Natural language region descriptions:
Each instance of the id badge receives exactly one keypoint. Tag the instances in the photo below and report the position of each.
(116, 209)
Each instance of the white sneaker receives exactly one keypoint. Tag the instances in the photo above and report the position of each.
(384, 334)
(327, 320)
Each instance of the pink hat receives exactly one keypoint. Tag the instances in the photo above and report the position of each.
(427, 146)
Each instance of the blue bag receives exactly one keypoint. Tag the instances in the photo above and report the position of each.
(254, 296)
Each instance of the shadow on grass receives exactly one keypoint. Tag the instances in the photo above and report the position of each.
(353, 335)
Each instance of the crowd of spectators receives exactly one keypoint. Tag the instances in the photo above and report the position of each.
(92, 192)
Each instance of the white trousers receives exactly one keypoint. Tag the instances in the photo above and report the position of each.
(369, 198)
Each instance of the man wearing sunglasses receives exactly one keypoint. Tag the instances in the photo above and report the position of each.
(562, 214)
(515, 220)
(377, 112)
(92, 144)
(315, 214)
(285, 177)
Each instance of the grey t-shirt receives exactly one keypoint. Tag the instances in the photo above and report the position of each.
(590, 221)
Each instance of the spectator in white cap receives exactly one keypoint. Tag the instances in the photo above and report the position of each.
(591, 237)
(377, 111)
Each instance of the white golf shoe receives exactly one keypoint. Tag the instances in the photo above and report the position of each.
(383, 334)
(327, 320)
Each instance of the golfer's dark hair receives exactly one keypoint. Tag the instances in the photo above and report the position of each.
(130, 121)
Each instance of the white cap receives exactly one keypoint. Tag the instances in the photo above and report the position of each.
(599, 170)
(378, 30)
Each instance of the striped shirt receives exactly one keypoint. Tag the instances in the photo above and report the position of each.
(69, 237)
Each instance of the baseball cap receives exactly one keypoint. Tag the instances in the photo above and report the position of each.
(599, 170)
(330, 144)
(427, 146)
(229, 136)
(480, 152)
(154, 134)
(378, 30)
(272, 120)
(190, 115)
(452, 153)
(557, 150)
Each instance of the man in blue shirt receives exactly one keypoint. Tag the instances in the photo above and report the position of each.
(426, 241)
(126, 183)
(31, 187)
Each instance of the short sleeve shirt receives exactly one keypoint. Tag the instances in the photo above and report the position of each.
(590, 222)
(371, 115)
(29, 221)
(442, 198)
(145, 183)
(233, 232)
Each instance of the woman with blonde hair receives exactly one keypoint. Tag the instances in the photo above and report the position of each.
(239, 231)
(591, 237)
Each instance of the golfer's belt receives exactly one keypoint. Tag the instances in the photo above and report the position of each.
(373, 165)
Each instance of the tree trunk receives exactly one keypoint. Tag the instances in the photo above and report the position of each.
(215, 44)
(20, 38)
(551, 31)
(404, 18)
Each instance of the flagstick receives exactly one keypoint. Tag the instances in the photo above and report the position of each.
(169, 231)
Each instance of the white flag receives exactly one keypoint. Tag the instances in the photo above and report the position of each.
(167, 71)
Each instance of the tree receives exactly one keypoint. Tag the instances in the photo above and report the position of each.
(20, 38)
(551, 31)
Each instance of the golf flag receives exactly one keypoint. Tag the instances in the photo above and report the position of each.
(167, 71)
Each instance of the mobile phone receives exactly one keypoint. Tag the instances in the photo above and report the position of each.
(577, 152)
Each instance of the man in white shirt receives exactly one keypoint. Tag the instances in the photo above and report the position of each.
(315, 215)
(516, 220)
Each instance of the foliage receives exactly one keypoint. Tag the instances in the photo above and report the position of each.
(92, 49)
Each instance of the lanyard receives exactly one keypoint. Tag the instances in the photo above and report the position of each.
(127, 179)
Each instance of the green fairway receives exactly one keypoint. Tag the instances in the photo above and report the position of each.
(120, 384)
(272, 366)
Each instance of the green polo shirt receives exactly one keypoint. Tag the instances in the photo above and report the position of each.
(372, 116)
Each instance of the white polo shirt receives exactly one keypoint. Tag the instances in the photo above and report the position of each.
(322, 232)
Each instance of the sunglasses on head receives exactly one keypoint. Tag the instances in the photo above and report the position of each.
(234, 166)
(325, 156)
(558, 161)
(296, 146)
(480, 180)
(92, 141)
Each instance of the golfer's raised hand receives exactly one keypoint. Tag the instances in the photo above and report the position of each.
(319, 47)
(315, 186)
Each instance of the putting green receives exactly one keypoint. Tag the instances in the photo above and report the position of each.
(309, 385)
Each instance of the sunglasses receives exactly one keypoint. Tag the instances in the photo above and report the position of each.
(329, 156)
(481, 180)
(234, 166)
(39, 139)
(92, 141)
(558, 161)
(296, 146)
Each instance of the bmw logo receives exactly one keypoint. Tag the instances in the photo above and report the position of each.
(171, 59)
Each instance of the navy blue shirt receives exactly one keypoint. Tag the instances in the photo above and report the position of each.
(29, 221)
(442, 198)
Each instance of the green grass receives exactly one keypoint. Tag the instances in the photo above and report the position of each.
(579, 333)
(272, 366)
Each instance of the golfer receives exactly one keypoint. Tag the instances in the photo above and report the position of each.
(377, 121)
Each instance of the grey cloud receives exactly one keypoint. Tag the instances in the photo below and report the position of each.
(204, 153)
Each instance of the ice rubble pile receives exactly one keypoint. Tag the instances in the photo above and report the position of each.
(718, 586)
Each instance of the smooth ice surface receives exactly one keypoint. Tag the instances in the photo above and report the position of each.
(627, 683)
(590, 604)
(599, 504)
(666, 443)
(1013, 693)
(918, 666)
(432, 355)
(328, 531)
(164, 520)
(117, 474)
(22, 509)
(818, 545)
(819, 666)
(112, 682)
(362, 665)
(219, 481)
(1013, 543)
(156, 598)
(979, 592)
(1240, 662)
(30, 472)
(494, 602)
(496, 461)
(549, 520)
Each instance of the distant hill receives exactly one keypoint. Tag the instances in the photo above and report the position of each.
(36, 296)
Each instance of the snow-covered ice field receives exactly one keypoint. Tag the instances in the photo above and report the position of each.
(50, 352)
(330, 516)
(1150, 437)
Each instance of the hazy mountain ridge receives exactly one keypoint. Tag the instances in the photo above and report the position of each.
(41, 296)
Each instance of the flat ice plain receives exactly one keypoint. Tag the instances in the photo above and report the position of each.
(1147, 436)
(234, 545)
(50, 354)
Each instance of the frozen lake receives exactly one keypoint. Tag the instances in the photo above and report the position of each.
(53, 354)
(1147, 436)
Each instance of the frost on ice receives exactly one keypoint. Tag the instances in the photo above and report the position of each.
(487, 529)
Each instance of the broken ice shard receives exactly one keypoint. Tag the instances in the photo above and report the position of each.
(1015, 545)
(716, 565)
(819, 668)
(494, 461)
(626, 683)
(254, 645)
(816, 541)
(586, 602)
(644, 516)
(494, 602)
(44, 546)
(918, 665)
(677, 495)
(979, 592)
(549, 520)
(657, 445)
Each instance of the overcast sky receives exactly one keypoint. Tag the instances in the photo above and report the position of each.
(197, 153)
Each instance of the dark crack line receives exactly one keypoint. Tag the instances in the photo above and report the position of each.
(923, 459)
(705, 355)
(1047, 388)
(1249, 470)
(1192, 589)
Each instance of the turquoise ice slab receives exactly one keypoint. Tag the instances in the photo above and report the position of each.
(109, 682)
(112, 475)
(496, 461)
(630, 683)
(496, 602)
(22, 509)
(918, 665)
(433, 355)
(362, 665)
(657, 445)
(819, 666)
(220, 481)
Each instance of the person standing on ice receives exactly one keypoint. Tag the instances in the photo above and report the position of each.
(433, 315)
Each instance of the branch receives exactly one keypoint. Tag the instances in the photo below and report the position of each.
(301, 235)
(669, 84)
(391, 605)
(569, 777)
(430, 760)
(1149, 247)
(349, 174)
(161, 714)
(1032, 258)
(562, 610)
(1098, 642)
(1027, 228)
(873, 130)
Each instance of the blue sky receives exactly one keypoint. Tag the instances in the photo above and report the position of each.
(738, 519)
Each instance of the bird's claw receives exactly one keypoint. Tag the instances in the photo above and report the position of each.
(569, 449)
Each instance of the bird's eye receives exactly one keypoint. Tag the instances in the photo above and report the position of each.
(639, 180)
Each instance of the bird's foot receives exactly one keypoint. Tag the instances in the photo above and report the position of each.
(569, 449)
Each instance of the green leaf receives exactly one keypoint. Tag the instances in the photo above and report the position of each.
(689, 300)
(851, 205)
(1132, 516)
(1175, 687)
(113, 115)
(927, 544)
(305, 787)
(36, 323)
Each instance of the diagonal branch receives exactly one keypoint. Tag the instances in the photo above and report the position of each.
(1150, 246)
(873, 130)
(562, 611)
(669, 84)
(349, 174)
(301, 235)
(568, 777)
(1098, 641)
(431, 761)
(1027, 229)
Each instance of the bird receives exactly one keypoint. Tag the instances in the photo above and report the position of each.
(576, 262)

[Activity]
Write the "Each instance of the dark" line and all later lines exactly. Stop at the end of the data.

[Exercise result]
Each instance of the dark crack line receives exactly one keypoint. Tag the instances in the photo above and report the position of each.
(923, 459)
(705, 355)
(1047, 388)
(1249, 470)
(1192, 589)
Each instance of the turquoise ice slab receives exactly one keypoint. Tag the instances in the photo above and report the position of each.
(109, 682)
(112, 475)
(496, 461)
(630, 683)
(496, 602)
(22, 509)
(918, 665)
(433, 355)
(362, 665)
(657, 445)
(819, 666)
(220, 481)
Each instance of the person standing on ice receives exactly one keypoint. Tag the instances in the photo above and report the position of each.
(433, 315)
Each instance of the branch receives exactly one keypoint. Tag the instances in the photo below and report the position of each.
(301, 235)
(669, 84)
(391, 605)
(569, 777)
(430, 760)
(1149, 247)
(349, 174)
(161, 714)
(1032, 258)
(562, 610)
(1098, 642)
(1027, 228)
(873, 130)
Each instance of the blue sky receives exactly one keypoint. Tag the instances in the photo above and report the position of each.
(738, 519)
Each instance of the bird's claw receives exactly one keypoint. Tag the instances in the photo above and report the position of each.
(569, 449)
Each instance of the bird's eye receives exactly one keypoint. Tag the instances in the photo above and report the position of each.
(639, 180)
Each instance of the bird's foot receives exactly one keypoint. Tag the instances in the photo above and report the position of each.
(569, 449)
Each instance of the green leaf receives exactly one keypoint. Tag the instances in the photo above and report the position of each.
(689, 300)
(851, 205)
(1132, 516)
(1175, 687)
(113, 115)
(927, 544)
(305, 787)
(36, 323)
Each instance of the diagonal branch receives exactly one keypoint. Tag the instances in the photo above and report the position of each.
(1150, 246)
(873, 130)
(562, 611)
(669, 84)
(349, 174)
(301, 235)
(568, 777)
(1098, 641)
(431, 761)
(1027, 229)
Each instance of the bird receives exactly one keypoint. Tag the instances in the photo above and report the position of each.
(576, 262)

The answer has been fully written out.